■ WORK TO COMPLETE: Copy the part of the records that opens with the line containing "- **Query**: red and white striped wall" and runs through their final line, swapping "green tree" for "leafy tree" and keeping everything else the same.

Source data
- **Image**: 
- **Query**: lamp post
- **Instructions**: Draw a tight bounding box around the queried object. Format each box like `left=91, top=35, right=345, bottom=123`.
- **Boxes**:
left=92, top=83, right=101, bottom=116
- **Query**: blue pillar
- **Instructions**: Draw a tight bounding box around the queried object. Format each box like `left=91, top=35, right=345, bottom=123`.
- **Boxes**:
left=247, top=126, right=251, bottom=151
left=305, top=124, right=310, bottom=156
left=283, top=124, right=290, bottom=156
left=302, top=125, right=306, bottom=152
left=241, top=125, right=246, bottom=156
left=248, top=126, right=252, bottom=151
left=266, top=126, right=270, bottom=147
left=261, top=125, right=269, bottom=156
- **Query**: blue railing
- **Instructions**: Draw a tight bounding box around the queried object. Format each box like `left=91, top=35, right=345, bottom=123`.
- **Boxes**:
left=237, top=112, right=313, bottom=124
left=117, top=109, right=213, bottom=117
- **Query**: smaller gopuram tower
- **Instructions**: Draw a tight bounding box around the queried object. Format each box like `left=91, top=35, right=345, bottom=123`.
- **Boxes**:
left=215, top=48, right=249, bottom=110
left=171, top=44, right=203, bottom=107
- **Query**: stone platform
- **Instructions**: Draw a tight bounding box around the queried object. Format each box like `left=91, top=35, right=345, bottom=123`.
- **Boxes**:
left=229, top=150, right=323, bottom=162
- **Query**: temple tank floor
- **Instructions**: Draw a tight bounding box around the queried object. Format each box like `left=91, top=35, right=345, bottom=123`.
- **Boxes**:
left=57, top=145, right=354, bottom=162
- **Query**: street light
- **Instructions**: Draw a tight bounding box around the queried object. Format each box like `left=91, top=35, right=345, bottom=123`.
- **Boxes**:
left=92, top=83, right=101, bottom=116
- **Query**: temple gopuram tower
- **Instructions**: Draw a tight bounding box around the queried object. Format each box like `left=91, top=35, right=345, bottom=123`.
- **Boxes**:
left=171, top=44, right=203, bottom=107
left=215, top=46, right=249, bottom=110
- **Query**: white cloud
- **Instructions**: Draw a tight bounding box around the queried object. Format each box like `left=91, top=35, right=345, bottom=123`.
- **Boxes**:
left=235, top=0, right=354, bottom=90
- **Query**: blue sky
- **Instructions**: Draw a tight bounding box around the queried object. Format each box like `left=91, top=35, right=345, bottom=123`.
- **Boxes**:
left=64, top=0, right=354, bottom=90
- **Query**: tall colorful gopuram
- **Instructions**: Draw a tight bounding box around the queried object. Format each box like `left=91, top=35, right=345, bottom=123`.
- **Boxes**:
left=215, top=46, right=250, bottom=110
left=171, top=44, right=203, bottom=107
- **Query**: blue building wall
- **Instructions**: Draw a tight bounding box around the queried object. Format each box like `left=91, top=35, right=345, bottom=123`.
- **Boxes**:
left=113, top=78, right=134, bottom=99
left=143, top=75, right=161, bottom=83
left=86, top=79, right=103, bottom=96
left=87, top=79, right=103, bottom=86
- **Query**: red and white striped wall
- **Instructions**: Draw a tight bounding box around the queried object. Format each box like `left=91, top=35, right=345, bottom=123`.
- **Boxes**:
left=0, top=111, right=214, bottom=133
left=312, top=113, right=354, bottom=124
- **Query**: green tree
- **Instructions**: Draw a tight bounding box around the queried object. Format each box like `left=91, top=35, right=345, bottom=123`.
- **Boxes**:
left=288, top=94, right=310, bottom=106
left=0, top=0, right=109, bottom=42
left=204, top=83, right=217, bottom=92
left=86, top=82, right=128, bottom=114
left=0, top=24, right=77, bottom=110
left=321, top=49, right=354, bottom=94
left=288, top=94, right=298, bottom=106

■ SOLVED EXERCISE:
- **Query**: red and white striped wall
- **Instructions**: Draw a tight bounding box around the queried object. Format each box like `left=91, top=35, right=345, bottom=123`.
- **Boxes**:
left=0, top=111, right=214, bottom=133
left=312, top=113, right=354, bottom=124
- **Query**: leafy tree
- **Instructions**: Draw a tight bounding box around the queried object. Format each box like `left=91, top=35, right=345, bottom=123`.
- **Boxes**:
left=288, top=94, right=310, bottom=106
left=0, top=0, right=109, bottom=42
left=204, top=83, right=217, bottom=92
left=86, top=82, right=128, bottom=114
left=0, top=24, right=77, bottom=110
left=321, top=49, right=354, bottom=94
left=288, top=94, right=298, bottom=106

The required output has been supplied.